Using the information:
1 - Using the mailing list post on whether patent infringement is unethical, decide if each statement agrees with it, answering yes or no and quoting the deciding words: (a) The reply reasons from Buddhist ethics. (b) The reply holds that killing the murderer is not unethical in any sense. (c) The post was sent on a Sunday.
2 - Write what comes next in the mailing list post on whether patent infringement is unethical, starting after its final sentence.

Excerpt provided:
○ ○ ○ ○ ○ ○ ○

[LINK] Is it unethical to infringe a patent?

Deus Ex Machina vicc at cia.com.au
Sat Aug 19 01:18:54 AEST 2006


Brendan Scott [brendansweb at optusnet.com.au] wrote:

> This is for all you knowingly-is-essential people: on the ethics of the issue, should people be required to take positive steps to find out whether they are infringing? ie: Is it unethical for someone to remain just ignorant? How about to be wilfully blind where there's a suggestion of infringement?


let me restate it this way. under buddhist ethics if you become aware
that a mass murderer is about to commit a mass murder and the only way you
can stop them is to kill the murderer then it is ethical to do so.

the act is still locally unethical, you killed someone, but at a higher
context it is ethical as you save many lives.

○ ○ ○ ○ ○ ○ ○

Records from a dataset

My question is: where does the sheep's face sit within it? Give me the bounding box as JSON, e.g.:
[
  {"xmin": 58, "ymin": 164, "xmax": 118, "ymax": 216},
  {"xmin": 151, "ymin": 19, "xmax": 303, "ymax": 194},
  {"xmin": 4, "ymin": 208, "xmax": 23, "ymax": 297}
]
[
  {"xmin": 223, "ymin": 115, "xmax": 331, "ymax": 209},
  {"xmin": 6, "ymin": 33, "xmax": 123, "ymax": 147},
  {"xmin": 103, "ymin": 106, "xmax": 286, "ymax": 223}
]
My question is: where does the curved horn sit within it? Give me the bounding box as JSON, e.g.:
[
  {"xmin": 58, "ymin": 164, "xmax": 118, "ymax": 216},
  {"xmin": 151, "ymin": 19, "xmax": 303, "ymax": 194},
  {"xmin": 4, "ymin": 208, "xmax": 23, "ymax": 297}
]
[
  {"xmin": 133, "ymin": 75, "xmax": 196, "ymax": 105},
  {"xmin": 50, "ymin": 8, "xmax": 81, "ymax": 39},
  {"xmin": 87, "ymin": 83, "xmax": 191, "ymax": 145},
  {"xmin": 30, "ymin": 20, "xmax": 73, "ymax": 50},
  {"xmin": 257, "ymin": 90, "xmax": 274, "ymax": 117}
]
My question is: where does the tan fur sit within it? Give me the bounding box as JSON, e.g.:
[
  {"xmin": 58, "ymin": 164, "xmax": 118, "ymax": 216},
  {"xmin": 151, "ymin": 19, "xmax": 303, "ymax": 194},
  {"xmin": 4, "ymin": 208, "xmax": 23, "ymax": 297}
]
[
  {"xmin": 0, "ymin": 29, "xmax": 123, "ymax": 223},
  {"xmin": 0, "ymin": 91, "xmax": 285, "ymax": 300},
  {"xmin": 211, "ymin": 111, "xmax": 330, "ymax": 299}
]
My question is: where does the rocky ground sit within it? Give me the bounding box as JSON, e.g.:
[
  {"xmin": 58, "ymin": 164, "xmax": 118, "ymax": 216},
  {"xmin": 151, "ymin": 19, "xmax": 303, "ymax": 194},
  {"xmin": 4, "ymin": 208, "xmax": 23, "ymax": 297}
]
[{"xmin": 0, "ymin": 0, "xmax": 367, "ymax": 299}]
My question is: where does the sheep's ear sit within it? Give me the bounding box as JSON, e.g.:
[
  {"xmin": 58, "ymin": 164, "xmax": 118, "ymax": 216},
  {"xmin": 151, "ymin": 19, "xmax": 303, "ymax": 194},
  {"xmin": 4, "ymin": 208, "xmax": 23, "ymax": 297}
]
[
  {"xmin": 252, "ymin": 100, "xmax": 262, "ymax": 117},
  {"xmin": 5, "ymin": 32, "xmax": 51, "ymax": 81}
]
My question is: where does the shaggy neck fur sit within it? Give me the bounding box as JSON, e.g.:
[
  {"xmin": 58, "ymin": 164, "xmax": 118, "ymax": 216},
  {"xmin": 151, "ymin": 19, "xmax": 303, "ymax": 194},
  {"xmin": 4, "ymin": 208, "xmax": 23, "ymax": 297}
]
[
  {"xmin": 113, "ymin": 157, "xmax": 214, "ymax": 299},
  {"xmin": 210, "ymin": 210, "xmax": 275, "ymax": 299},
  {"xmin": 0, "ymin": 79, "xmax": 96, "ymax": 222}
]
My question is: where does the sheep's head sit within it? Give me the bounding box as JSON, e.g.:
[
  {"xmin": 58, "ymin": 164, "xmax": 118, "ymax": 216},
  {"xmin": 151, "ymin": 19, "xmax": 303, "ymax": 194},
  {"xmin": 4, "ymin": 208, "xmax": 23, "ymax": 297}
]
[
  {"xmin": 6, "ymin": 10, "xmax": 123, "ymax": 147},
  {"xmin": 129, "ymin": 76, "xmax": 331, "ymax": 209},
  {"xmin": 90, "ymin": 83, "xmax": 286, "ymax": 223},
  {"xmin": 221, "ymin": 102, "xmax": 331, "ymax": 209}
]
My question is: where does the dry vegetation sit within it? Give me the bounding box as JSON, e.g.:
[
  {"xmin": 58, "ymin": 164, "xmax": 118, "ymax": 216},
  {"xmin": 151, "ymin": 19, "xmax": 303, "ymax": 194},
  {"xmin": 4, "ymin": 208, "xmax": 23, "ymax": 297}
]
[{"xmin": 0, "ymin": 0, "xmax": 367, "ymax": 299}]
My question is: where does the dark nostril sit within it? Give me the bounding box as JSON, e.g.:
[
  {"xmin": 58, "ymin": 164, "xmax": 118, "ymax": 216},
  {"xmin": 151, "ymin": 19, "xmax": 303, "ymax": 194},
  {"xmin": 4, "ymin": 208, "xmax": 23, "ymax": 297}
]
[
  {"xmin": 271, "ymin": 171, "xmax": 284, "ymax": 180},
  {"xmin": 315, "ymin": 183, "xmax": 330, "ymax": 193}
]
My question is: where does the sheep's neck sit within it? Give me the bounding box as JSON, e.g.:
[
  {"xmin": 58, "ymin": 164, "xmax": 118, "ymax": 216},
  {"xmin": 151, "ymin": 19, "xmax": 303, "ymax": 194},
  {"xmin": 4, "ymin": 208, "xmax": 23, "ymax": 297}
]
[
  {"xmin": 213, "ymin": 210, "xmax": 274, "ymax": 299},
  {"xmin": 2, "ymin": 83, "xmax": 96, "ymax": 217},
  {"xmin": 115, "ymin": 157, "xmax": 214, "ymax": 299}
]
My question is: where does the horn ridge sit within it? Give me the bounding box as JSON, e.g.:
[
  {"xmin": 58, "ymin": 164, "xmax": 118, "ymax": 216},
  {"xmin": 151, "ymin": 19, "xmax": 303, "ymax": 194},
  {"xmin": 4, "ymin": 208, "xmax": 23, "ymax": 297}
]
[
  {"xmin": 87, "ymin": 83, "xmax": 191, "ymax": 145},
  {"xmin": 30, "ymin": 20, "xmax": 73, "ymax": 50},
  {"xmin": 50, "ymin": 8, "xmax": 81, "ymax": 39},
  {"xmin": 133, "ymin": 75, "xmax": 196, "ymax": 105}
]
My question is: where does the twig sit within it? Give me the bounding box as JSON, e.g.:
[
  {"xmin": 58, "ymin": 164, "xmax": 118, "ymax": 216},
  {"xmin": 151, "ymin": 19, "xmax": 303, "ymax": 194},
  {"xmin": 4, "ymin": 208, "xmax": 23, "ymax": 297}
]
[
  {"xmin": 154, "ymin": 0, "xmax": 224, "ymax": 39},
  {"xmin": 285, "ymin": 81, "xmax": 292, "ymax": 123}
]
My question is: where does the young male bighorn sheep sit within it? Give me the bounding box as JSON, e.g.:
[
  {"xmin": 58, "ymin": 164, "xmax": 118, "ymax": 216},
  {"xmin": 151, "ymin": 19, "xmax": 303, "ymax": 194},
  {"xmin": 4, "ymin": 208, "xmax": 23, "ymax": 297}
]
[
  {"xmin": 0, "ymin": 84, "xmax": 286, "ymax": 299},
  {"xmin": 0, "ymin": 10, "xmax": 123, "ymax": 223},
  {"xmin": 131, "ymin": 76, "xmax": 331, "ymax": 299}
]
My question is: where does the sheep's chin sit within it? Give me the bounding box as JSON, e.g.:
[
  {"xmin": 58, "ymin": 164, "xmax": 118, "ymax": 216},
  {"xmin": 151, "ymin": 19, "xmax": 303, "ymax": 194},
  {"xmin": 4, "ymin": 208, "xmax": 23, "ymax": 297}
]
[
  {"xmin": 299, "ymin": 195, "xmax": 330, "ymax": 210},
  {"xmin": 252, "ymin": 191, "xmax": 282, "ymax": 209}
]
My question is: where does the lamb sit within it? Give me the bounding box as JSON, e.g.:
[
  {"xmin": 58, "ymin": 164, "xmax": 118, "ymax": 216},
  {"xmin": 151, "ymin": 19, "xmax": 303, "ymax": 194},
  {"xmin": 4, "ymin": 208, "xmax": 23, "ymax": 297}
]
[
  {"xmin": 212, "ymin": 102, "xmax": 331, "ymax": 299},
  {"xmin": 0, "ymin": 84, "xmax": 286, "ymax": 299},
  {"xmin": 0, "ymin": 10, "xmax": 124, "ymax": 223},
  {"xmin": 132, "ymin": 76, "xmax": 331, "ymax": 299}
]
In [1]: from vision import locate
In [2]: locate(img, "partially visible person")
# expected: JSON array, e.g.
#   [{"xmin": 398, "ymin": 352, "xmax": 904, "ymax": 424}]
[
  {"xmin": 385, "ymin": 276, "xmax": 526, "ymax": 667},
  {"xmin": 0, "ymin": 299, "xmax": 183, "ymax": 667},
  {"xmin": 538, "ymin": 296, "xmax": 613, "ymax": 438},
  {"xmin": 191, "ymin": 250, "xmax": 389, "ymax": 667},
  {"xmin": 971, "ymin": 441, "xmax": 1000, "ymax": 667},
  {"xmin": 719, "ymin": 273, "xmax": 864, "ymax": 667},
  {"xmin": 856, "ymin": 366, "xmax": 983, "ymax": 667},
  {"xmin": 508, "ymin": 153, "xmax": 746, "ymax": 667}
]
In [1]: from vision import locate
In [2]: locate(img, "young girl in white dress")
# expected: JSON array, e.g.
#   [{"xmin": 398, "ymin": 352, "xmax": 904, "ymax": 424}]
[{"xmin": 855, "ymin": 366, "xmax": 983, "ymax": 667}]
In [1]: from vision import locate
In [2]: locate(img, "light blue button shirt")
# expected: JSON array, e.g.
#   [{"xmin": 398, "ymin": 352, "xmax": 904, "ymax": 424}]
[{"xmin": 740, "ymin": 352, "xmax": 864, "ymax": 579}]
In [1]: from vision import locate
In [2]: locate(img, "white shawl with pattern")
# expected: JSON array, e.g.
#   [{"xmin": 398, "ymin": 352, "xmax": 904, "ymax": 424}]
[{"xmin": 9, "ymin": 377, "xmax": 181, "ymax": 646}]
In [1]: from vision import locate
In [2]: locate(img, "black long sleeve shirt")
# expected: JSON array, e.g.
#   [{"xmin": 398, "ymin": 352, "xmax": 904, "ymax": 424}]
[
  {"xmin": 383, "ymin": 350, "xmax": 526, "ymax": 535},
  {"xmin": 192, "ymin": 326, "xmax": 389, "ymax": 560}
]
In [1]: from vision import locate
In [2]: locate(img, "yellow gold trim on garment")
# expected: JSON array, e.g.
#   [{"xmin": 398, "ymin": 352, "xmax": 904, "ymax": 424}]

○ ○ ○ ○ ○ ○ ○

Numbered responses:
1 -
(a) Yes: "under buddhist ethics if you become aware that a mass murderer is about to commit a mass murder"
(b) No: "the act is still locally unethical, you killed someone"
(c) No: "Sat Aug 19 01:18:54 AEST 2006"

2 -
under buddhist thought, you still take a negative karma hit for the local act of
killing someone, which you dont escape. but you take many positive karma hits for
the higher context lives saved. the two levels dont cancel out. both will be played out.
however the negative act is justified by the superior positive act.

the questions of infringement in my mind become value tradeoffs. however
the law however doesnt generally care about value tradeoffs other then in
determining the scope of punishment.

an example is the case of a person racing someone to hospital being
stopped for speeding, the officer then leads the way. afterwards the
officer still books the man for speeding. supposedly thats the law.

its no different with patents.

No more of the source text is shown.